> _Instructions for the task_: Go through the records and copy each line where the word "grass" occurs.

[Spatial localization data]

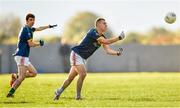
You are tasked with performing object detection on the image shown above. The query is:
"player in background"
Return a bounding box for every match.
[6,13,57,97]
[54,18,125,100]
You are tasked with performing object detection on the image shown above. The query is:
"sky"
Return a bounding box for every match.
[0,0,180,37]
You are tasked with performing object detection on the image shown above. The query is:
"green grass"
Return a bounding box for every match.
[0,72,180,107]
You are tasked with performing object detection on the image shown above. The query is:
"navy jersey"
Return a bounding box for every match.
[72,28,105,59]
[14,25,35,57]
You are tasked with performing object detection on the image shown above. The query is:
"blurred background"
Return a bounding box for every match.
[0,0,180,73]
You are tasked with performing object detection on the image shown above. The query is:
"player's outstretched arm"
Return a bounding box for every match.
[102,44,123,56]
[28,39,44,47]
[35,24,57,31]
[97,31,125,45]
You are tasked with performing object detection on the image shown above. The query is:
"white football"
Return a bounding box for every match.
[164,12,176,24]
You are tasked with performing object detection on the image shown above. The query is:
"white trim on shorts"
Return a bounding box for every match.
[14,56,31,66]
[70,51,86,66]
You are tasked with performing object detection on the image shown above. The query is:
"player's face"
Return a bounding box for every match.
[99,20,107,32]
[26,18,35,27]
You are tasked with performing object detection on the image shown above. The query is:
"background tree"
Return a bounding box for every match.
[62,11,113,44]
[0,14,22,44]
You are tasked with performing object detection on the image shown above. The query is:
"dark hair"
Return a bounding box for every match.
[26,13,35,21]
[95,18,105,27]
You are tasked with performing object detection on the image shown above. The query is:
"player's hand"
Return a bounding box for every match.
[39,40,44,46]
[49,24,57,28]
[118,31,125,40]
[117,48,123,56]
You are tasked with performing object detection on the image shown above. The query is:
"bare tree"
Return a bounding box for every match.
[62,11,113,44]
[0,14,22,44]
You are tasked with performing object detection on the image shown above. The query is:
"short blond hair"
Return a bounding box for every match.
[95,18,105,27]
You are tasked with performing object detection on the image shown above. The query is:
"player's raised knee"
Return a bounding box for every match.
[29,71,37,77]
[32,72,37,77]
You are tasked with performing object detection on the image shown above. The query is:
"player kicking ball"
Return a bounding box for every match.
[6,13,57,97]
[54,18,125,100]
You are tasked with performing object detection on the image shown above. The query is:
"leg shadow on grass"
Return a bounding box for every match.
[87,97,155,101]
[1,101,33,104]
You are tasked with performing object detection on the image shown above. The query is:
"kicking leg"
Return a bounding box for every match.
[54,66,78,100]
[7,65,27,97]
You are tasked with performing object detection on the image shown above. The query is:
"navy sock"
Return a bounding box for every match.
[9,88,15,95]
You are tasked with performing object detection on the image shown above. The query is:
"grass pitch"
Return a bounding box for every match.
[0,72,180,107]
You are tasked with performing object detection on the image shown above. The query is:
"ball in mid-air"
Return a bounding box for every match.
[164,12,176,24]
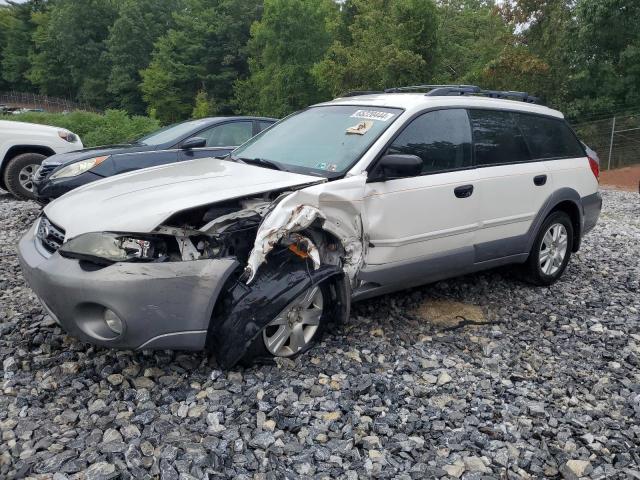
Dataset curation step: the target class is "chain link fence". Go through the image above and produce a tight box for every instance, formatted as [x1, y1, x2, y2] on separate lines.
[572, 113, 640, 170]
[0, 91, 99, 114]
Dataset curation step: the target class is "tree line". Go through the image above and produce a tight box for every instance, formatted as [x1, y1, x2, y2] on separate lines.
[0, 0, 638, 124]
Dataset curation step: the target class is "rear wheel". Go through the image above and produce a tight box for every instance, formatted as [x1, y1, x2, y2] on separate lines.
[3, 153, 46, 200]
[524, 211, 573, 286]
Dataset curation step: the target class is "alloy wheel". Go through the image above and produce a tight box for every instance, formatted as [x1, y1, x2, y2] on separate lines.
[18, 164, 39, 193]
[262, 286, 323, 357]
[539, 223, 568, 276]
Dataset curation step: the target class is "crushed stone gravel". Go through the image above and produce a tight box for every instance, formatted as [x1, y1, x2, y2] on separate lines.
[1, 188, 639, 479]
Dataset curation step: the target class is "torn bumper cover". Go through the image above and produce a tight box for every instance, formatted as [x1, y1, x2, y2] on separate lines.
[17, 222, 239, 350]
[209, 259, 347, 369]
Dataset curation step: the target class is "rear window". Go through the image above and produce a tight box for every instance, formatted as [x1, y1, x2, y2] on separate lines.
[469, 109, 531, 166]
[515, 113, 585, 159]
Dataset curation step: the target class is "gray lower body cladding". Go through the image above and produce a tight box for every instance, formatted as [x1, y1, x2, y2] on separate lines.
[581, 191, 602, 234]
[18, 222, 239, 350]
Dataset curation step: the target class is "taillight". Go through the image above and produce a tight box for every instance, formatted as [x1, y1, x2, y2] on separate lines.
[588, 156, 599, 180]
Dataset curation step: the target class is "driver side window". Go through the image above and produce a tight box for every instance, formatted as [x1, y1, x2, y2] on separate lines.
[196, 122, 254, 147]
[387, 109, 472, 175]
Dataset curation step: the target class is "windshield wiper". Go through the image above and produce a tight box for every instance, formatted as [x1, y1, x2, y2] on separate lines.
[232, 156, 283, 171]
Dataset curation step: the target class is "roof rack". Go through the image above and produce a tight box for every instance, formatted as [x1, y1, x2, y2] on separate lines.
[425, 85, 541, 104]
[341, 84, 541, 104]
[340, 90, 384, 97]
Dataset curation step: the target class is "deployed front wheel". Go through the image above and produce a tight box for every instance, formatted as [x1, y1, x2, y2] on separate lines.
[242, 281, 331, 364]
[524, 211, 573, 286]
[262, 284, 325, 357]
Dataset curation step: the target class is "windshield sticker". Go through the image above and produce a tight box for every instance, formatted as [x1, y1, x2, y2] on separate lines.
[315, 162, 338, 171]
[350, 110, 395, 122]
[346, 120, 374, 135]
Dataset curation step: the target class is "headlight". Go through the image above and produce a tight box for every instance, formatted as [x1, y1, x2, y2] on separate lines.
[59, 232, 170, 264]
[49, 156, 109, 179]
[58, 130, 78, 143]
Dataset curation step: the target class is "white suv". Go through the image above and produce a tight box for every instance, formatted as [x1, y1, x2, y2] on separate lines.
[18, 86, 601, 368]
[0, 119, 83, 199]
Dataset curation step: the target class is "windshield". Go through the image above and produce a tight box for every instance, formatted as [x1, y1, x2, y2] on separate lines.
[232, 105, 402, 176]
[136, 119, 212, 146]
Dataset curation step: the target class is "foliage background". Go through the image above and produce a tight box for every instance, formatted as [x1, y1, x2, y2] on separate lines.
[0, 110, 160, 147]
[0, 0, 638, 130]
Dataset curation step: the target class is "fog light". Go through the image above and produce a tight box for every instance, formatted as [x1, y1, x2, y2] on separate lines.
[104, 309, 123, 335]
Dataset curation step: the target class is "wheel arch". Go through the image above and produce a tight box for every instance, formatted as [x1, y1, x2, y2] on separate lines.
[525, 188, 584, 255]
[549, 200, 581, 252]
[1, 145, 55, 189]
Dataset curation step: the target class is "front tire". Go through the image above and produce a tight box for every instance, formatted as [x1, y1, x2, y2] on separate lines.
[524, 211, 574, 286]
[241, 281, 332, 365]
[3, 153, 46, 200]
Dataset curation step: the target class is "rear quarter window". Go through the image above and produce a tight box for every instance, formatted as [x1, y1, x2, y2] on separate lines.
[515, 113, 585, 159]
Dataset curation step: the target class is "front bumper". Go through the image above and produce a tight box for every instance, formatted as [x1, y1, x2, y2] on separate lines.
[17, 222, 239, 350]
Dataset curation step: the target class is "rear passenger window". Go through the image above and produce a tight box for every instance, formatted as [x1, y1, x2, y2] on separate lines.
[469, 109, 531, 166]
[387, 109, 472, 174]
[515, 114, 585, 159]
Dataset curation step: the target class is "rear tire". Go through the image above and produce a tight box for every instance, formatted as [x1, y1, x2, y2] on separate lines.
[3, 153, 46, 200]
[524, 211, 574, 286]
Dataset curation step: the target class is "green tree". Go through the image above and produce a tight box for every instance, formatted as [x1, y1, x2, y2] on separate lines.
[1, 0, 45, 91]
[566, 0, 640, 117]
[28, 0, 119, 106]
[192, 89, 217, 118]
[433, 0, 512, 85]
[314, 0, 439, 96]
[106, 0, 181, 115]
[235, 0, 338, 117]
[141, 0, 261, 124]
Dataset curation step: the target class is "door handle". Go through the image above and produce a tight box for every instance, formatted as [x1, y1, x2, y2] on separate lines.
[534, 174, 547, 186]
[454, 184, 474, 198]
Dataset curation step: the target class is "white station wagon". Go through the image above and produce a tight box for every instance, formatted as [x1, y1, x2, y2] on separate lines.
[18, 86, 602, 368]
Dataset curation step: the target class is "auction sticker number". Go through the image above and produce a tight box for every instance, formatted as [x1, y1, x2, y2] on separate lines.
[350, 110, 395, 122]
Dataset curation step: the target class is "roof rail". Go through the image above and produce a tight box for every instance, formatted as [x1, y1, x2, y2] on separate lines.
[339, 85, 542, 104]
[424, 85, 541, 104]
[340, 90, 384, 97]
[384, 84, 478, 93]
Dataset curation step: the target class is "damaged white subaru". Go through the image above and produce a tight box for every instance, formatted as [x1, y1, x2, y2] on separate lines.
[18, 86, 602, 368]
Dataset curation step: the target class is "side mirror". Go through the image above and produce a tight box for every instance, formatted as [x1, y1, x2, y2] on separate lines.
[181, 137, 206, 149]
[370, 154, 422, 181]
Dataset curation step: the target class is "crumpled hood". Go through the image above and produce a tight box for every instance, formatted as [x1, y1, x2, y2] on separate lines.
[44, 157, 324, 239]
[42, 144, 154, 167]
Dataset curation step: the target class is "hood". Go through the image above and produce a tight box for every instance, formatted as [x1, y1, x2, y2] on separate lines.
[42, 144, 156, 167]
[44, 157, 324, 239]
[0, 120, 63, 135]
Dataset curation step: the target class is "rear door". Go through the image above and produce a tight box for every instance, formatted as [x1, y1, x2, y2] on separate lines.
[181, 121, 255, 161]
[363, 108, 479, 278]
[515, 113, 594, 197]
[469, 109, 551, 261]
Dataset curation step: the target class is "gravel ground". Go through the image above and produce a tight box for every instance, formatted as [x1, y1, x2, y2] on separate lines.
[1, 188, 639, 480]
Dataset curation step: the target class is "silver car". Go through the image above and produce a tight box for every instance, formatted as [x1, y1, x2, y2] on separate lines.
[18, 90, 601, 368]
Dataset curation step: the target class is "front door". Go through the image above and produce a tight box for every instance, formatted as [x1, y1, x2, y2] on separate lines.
[362, 108, 480, 282]
[181, 121, 254, 161]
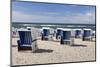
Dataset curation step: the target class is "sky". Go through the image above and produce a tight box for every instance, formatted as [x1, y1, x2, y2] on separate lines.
[12, 1, 96, 24]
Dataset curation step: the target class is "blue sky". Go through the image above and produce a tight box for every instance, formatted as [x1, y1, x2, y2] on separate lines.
[12, 1, 96, 24]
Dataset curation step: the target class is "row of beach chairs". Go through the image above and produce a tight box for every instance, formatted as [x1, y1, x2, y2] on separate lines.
[15, 27, 95, 51]
[41, 27, 95, 43]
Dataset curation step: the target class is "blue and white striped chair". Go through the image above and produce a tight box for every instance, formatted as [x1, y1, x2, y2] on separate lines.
[41, 27, 50, 40]
[61, 29, 72, 45]
[91, 31, 96, 41]
[17, 29, 37, 51]
[92, 31, 95, 38]
[56, 28, 63, 40]
[74, 29, 82, 38]
[82, 29, 92, 41]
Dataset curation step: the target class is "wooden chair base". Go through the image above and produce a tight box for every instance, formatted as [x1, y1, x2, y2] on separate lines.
[41, 35, 49, 41]
[18, 46, 32, 51]
[17, 40, 32, 51]
[82, 37, 91, 41]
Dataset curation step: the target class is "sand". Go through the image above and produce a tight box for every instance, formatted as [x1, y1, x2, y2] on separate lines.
[11, 37, 95, 66]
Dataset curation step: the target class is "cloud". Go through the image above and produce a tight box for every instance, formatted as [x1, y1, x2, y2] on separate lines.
[12, 11, 49, 22]
[12, 10, 95, 24]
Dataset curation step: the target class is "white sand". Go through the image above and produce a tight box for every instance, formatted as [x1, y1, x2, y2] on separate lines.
[11, 37, 95, 66]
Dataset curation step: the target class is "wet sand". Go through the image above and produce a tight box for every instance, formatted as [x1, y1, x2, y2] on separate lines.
[11, 37, 95, 66]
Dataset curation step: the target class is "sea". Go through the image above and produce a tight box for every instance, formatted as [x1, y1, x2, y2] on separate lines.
[12, 22, 96, 31]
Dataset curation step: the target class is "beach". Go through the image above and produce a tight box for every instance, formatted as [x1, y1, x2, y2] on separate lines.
[11, 1, 96, 66]
[11, 37, 95, 66]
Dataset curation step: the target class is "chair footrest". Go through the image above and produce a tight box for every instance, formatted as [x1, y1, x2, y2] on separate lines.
[18, 46, 32, 51]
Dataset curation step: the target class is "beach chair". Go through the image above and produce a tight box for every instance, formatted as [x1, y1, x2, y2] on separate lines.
[82, 29, 92, 41]
[17, 29, 38, 51]
[92, 31, 95, 38]
[60, 29, 73, 45]
[56, 28, 62, 40]
[74, 29, 82, 38]
[91, 31, 96, 41]
[12, 27, 18, 38]
[41, 27, 50, 40]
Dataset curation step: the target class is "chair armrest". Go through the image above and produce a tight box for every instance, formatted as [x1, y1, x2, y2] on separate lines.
[32, 39, 37, 42]
[17, 40, 21, 51]
[17, 40, 21, 46]
[31, 39, 38, 52]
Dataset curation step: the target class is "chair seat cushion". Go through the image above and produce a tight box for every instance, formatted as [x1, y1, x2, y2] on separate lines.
[20, 45, 32, 47]
[63, 39, 71, 41]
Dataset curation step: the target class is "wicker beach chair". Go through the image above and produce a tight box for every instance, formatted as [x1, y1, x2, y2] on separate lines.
[74, 29, 82, 38]
[82, 29, 92, 41]
[17, 29, 38, 51]
[56, 28, 62, 40]
[41, 27, 50, 40]
[60, 29, 73, 45]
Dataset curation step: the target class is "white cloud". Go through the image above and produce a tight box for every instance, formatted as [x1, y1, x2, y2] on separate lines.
[12, 11, 95, 24]
[12, 11, 52, 22]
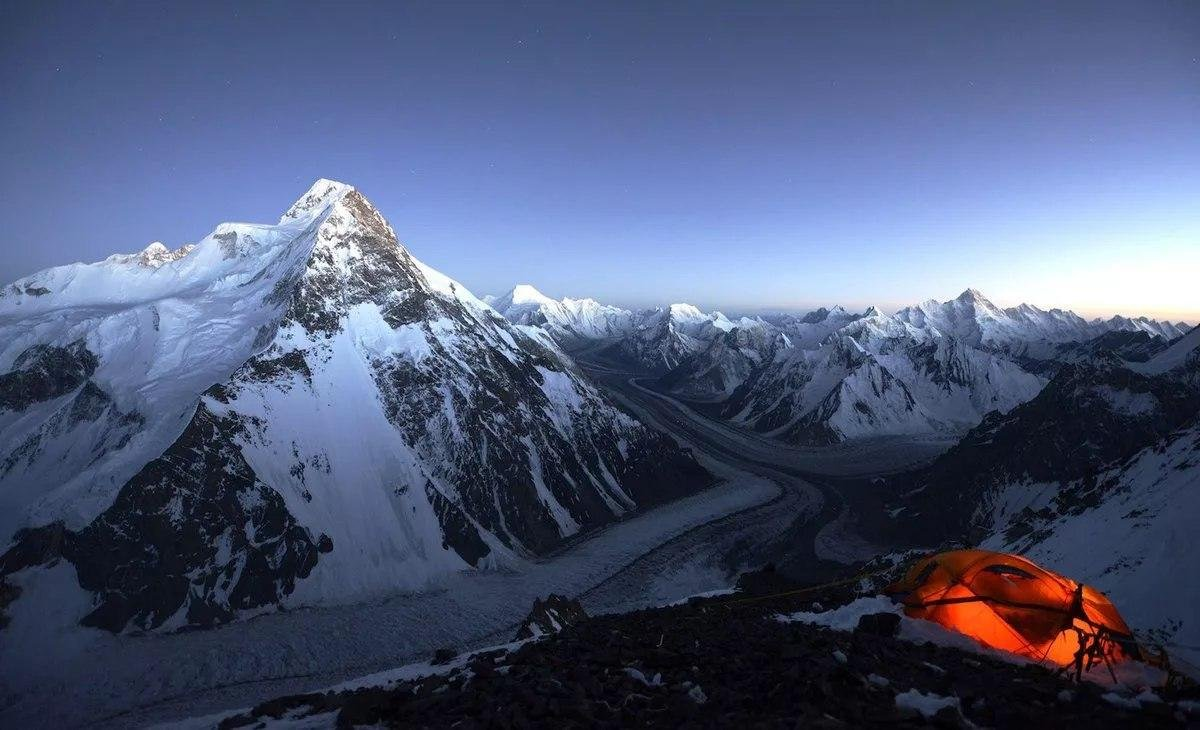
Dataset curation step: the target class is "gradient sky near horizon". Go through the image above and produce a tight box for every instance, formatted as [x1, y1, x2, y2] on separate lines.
[2, 1, 1198, 321]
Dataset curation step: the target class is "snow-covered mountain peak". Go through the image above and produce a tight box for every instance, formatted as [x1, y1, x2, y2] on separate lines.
[98, 241, 196, 269]
[709, 311, 736, 331]
[955, 287, 992, 305]
[489, 284, 562, 323]
[280, 178, 356, 222]
[0, 183, 710, 634]
[733, 315, 769, 331]
[667, 303, 707, 322]
[506, 283, 557, 306]
[561, 296, 604, 308]
[487, 284, 636, 342]
[949, 289, 1007, 320]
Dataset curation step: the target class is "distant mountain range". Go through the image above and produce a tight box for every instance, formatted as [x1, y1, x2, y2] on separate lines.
[486, 283, 1189, 443]
[0, 181, 709, 633]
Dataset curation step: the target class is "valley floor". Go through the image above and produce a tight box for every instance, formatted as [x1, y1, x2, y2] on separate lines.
[0, 358, 948, 729]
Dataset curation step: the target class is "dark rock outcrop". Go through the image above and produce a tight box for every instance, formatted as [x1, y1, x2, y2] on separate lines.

> _Solved exercise_:
"green grass"
"leg shadow on grass"
"grass pitch"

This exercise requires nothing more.